Task: For the entries below, say how many lines include the word "pixels" and add nothing else.

[Saved entries]
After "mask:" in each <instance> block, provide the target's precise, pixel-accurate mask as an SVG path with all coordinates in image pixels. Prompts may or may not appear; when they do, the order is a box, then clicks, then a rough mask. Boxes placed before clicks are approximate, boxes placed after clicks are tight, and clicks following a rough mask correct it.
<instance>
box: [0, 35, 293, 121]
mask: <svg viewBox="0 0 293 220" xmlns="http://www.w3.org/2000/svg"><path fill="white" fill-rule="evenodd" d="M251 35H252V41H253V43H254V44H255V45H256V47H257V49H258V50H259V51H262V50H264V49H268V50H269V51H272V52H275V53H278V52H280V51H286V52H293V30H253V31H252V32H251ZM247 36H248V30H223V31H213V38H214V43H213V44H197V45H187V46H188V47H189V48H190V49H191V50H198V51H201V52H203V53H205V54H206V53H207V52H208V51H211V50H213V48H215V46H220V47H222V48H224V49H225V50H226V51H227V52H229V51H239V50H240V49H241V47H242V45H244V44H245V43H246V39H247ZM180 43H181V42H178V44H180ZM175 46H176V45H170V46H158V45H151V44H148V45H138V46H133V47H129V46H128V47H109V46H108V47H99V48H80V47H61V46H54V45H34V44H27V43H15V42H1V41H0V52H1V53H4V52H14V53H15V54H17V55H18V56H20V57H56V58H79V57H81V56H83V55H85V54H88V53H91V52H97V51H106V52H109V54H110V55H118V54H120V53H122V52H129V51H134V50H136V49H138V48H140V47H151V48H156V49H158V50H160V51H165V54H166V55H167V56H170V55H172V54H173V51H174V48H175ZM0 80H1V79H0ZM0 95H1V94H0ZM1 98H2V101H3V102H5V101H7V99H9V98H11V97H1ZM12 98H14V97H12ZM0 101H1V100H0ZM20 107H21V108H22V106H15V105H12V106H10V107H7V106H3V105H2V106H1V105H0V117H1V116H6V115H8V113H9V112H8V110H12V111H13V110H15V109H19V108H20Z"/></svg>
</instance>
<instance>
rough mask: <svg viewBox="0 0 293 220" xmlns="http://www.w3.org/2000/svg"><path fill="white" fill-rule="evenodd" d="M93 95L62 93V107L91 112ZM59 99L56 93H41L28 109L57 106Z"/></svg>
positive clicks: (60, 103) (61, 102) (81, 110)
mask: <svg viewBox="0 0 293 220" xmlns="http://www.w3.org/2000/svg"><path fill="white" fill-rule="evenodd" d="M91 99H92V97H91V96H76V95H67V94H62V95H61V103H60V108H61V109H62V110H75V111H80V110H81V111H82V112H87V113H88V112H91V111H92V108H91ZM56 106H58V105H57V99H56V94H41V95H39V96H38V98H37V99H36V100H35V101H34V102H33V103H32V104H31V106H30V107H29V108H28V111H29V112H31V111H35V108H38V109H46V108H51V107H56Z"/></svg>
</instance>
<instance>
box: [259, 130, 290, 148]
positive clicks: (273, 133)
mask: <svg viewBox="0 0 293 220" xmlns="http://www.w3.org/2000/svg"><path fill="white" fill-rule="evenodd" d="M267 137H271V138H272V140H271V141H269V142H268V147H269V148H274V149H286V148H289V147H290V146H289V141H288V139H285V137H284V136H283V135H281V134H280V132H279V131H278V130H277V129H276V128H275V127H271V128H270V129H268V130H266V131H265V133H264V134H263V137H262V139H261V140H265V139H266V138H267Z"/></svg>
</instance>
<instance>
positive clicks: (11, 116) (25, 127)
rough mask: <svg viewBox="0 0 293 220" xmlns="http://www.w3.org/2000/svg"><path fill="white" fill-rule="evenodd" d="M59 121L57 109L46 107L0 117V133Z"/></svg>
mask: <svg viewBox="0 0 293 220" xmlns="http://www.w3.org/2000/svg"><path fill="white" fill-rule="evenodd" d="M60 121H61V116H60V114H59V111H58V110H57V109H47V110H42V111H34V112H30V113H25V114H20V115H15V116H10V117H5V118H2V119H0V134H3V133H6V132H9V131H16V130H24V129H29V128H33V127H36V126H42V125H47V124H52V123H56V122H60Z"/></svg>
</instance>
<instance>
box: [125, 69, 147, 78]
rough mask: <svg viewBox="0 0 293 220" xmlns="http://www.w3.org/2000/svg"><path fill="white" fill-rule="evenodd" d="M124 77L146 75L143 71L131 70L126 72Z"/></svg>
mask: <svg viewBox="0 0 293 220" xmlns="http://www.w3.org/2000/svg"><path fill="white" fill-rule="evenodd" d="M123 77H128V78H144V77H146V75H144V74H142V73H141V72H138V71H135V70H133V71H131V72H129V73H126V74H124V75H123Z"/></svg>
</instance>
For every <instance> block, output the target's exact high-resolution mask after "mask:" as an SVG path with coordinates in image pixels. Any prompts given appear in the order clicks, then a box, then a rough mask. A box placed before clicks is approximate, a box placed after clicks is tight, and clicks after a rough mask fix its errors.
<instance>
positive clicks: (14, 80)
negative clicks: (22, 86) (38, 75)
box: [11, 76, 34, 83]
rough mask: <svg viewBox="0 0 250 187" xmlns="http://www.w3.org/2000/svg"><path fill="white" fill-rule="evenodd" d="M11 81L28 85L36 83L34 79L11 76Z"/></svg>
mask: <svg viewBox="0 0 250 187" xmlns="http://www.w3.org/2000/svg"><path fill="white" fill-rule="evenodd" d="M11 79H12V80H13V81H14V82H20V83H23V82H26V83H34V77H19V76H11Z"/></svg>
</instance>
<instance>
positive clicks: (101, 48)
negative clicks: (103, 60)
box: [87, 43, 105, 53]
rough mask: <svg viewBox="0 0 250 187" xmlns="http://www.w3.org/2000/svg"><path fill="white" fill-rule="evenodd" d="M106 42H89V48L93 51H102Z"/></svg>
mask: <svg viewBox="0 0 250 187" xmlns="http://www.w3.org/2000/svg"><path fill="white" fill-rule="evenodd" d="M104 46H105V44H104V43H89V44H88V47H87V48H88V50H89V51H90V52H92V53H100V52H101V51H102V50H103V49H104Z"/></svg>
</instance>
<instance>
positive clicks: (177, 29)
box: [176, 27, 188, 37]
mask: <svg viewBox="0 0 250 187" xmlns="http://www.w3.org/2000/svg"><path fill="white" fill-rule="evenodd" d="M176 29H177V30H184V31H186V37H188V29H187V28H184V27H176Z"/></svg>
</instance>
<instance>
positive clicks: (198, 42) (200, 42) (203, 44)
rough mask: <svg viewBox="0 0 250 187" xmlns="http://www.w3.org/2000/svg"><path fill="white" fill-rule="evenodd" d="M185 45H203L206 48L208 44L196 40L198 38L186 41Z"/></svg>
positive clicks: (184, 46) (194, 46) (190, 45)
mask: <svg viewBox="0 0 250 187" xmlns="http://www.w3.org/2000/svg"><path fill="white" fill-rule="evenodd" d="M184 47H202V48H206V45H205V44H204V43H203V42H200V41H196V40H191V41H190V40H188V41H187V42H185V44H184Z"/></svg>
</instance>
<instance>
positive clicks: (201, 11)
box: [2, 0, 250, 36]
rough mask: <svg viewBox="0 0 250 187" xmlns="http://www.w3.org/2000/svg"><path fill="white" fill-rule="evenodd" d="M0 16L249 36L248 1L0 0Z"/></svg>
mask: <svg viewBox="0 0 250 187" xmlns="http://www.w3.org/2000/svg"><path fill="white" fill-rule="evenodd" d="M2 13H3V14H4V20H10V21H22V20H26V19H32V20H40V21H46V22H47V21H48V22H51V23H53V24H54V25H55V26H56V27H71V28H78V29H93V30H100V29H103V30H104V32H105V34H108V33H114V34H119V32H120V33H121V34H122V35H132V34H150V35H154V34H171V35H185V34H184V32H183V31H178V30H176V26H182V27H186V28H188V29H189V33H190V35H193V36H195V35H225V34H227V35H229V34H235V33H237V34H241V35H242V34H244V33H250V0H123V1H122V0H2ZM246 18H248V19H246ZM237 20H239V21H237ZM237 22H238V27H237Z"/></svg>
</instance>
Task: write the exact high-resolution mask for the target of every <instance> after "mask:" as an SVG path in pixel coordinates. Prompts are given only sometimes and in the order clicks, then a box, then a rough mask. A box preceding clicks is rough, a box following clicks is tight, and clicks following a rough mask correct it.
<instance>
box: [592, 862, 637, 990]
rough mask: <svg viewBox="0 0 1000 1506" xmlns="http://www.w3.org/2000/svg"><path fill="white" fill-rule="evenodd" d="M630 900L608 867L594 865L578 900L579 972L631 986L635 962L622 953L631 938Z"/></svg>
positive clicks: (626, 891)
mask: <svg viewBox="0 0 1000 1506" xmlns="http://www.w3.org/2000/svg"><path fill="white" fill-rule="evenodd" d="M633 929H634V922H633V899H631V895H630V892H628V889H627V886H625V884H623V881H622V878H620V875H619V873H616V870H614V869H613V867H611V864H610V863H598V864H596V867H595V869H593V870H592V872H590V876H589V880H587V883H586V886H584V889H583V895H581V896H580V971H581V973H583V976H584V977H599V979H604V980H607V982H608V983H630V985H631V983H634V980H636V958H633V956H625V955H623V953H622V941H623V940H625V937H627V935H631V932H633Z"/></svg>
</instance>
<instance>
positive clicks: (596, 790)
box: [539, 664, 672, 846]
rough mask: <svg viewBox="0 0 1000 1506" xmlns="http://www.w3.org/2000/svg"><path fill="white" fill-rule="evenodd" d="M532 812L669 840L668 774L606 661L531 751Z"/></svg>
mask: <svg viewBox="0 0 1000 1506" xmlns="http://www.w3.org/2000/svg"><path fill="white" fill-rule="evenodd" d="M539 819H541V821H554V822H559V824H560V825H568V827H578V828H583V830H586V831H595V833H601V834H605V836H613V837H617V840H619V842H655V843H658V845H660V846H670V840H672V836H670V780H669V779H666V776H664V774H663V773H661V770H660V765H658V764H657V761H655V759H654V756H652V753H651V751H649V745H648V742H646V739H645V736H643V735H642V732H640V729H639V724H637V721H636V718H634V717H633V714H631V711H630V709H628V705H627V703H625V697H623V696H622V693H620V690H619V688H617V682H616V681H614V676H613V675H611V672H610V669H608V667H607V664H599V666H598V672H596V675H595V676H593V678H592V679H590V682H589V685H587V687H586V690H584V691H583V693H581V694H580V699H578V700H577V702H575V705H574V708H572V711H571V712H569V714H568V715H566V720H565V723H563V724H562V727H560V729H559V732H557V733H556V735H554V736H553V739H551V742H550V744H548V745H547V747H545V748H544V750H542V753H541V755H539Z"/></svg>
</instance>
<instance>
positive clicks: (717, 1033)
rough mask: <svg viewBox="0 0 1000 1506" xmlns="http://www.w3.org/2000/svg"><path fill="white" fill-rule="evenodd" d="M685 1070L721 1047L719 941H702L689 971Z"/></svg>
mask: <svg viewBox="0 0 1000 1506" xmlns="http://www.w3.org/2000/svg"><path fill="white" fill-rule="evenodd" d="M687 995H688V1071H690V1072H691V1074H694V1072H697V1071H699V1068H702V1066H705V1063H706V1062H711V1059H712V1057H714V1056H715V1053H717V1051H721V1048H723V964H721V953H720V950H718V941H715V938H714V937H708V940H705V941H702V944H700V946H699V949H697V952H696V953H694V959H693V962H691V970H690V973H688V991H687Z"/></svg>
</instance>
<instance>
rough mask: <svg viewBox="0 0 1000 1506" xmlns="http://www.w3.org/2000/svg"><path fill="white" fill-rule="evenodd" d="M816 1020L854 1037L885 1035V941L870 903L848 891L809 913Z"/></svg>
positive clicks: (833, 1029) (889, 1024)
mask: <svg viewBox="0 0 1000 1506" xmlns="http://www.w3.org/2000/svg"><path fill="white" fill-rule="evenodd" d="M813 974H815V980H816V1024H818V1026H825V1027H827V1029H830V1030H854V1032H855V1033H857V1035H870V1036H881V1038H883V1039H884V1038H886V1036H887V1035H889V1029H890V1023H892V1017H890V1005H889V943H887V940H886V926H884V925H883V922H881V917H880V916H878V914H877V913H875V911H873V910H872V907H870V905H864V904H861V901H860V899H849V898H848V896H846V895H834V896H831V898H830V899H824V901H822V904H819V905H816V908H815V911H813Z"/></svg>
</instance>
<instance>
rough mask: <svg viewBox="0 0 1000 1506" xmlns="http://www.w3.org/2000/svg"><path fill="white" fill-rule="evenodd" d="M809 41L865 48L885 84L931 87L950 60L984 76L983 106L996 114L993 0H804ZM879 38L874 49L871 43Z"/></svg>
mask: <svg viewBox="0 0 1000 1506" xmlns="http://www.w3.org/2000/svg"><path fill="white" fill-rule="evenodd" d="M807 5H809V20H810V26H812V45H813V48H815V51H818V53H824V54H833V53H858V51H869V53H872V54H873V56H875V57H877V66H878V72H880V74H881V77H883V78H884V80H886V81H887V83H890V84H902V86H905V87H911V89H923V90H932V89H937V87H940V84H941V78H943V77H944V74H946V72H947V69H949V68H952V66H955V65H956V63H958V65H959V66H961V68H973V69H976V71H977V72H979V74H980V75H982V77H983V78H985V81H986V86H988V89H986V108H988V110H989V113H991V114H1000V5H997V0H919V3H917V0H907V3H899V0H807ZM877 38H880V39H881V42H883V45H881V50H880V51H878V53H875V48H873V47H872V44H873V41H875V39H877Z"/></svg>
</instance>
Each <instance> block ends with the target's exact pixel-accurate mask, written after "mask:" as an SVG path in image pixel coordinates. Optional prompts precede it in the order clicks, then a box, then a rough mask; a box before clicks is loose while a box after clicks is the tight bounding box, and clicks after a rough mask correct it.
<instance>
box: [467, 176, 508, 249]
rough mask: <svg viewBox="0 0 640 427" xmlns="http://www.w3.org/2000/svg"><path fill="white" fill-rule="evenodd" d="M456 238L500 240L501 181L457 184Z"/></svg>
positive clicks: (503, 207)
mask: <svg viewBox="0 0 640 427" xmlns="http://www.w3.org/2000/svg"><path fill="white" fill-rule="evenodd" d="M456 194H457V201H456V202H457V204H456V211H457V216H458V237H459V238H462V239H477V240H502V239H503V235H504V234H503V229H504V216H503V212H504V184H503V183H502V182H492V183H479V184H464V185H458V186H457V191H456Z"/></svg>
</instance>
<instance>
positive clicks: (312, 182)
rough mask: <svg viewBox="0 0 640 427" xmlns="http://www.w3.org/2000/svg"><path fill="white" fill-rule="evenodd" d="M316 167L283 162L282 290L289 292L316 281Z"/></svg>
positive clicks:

Written response: 2